TASKS TO CARRY OUT ->
**A.** Which companies does the article on market design name as examples of stocks that tend to rise together?
**B.** Reproduce the passage of the article on market design starting with "Perhaps the only" and going on through "to keep up.".
**C.** Carry on the article about redesigning financial markets from the point where it stops.

SELECTED TEXT ->
[BEGIN]

A Market without HFT?
How choices in market design affect the fortunes of various types of investors.
A Market without HFT?Chris Gash
Today’s high-speed electronic markets would be rather alien to the traders who exchanged scrawled notes at coffee houses back in the 1790s. Nowadays, few traders ever meet face-to-face. Instead, their firms compete for trades on the level of nanoseconds. Deals are made over servers at highly protected data centers. Trading itself is quiet and hushed, and the din of trading floors is largely a relic of the past.
Perhaps the only thing that an 18th-century trader might recognize is what’s called the limit order book, the record of buy and sell orders that is used to facilitate trading in each stock. In the early days, orders were manually updated by hand, on paper; the process is now automated, as the markets move too fast for humans to keep up.
But trading through a limit order book may also be outdated. In today’s markets, investors are savvy to the fact that a move in one stock likely affects others. If Apple and Nvidia are rising, it’s usually a safe bet that Alphabet and Microsoft are too. Many investors take advantage of such relationships between stocks, but their plans often require making simultaneous trades that—absent expensive, sophisticated technology—can be difficult to coordinate.
Maybe it’s time to overhaul the way financial asset markets work for a modern world. That’s the contention of Chicago Booth’s Eric Budish, University of Maryland’s Peter Cramton and Albert S. Kyle, the Federal Reserve Board’s Jeongmin Lee, and University of Maryland postdoctoral researcher David Malec. Having each been researching in this area for years (actually decades, in Kyle’s case), they argue that markets should reorient toward the trading of portfolios rather than single stocks. And they have combined forces to develop a blueprint for what they envision: a new design for financial exchanges, one that works regardless of whether stocks, bonds, futures, or currencies are being traded.
They call their redesign “flow trading,” and it consists of three ideas working in tandem—allowing traders to buy and sell multiple securities in a single directive; using auctions (lots of them) instead of limit order books to match trades; and allowing speed control for trading, which would help institutional investors manage large or complicated trades. The upshot is that any trader—from individual retail traders to managers of large funds—could easily execute strategies requiring simultaneous trades across many stocks.
According to the researchers, flow trading creates efficiencies by making it simpler and cheaper to conduct business. With a single order, an investor can trade a basket of securities and include instructions to adjust the trading speed to match market conditions. Additionally, flow trading increases fairness and transparency and potentially lowers costs. The question is, then, will anyone build the market these researchers envision?
Designing and implementing a new-and-improved market is a complex challenge, reflective of the transformation that asset markets have undergone over time—from relatively simple places where trades were made through gentlemen’s agreements, to street curbs marked by frantic trading, to indoor exchanges where chaotic shouting in designated areas eventually morphed into today’s exceedingly intricate digital spaces.

[END]

ROWS ->
[BEGIN]

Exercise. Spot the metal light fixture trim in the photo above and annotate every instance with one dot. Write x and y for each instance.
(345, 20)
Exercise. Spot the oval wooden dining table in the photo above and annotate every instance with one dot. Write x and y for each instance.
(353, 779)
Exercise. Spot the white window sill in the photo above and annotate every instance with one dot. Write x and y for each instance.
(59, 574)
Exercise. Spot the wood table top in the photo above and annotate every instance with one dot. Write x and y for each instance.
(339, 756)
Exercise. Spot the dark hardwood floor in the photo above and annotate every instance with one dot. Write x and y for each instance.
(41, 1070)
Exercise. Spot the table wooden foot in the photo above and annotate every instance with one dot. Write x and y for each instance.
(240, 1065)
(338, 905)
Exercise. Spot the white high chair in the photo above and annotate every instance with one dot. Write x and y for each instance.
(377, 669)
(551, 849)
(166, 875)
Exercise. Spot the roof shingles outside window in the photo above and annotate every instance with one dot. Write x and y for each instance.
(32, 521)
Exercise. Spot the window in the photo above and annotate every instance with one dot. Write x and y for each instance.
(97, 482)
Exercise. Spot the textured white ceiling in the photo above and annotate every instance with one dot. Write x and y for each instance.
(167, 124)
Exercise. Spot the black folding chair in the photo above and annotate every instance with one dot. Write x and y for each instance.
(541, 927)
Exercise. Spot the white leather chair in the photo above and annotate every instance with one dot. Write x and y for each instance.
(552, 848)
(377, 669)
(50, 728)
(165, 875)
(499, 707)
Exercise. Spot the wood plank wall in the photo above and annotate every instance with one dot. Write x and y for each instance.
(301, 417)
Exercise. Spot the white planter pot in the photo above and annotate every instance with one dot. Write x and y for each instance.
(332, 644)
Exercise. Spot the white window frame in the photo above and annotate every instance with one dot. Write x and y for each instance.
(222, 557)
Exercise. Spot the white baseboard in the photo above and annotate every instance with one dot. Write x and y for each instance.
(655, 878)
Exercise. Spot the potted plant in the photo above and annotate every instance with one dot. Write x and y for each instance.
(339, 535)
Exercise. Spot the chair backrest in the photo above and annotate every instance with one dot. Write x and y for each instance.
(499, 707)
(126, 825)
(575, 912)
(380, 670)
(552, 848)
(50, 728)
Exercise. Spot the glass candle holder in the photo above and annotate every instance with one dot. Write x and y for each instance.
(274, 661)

[END]

IN RESPONSE ->
**A.** Apple, Nvidia, Alphabet, Microsoft

**B.**
Perhaps the only thing that an 18th-century trader might recognize is what’s called the limit order book, the record of buy and sell orders that is used to facilitate trading in each stock. In the early days, orders were manually updated by hand, on paper; the process is now automated, as the markets move too fast for humans to keep up.

**C.**
In the United States now, a little over 75 percent of trading is considered institutional, or professional. This represents most of the traders who currently pursue advanced trading strategies and includes mutual funds, pension funds, hedge funds, proprietary trading shops, and the brokers themselves. Many of these funds control massive amounts of assets. BlackRock had roughly $9.5 trillion under management in 2022. At the same time, Vanguard controlled $8.4 trillion and Fidelity, about $4.25 trillion.
Buying and selling stocks is complicated for such large traders. Consider index funds, which are some of the largest players in the market. Every time money flows into or out of one, the manager must buy or sell a proportional amount of each stock in the fund. Right now, a trader at Vanguard has to create and manage 503 orders for the stocks represented in an S&P 500 exchange-traded fund. (The S&P 500 represents 500 companies but includes two share classes for three of them.) Moreover, big funds often split each individual order into tens to hundreds of smaller orders to trade over the course of a day, which could lead to a trader managing many thousands of orders.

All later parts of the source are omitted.